## Required work:
Every record below is to be repeated exactly, with the pictures left out.

Start of Block

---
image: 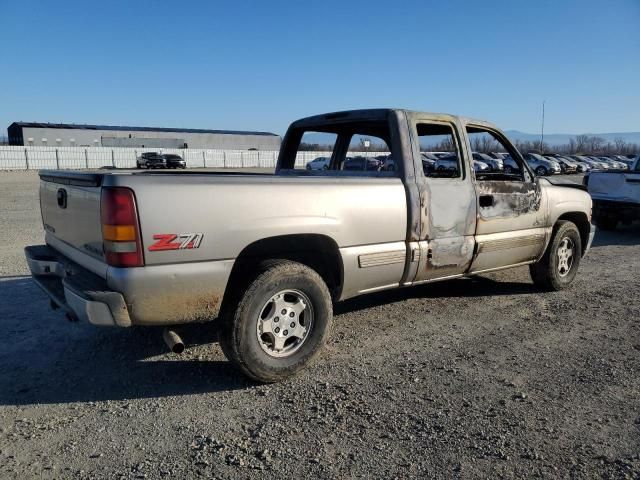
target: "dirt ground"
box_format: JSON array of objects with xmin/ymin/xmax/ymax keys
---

End of Block

## Answer box:
---
image: 
target: "dirt ground"
box_format: JSON array of objects with xmin/ymin/xmax/ymax keys
---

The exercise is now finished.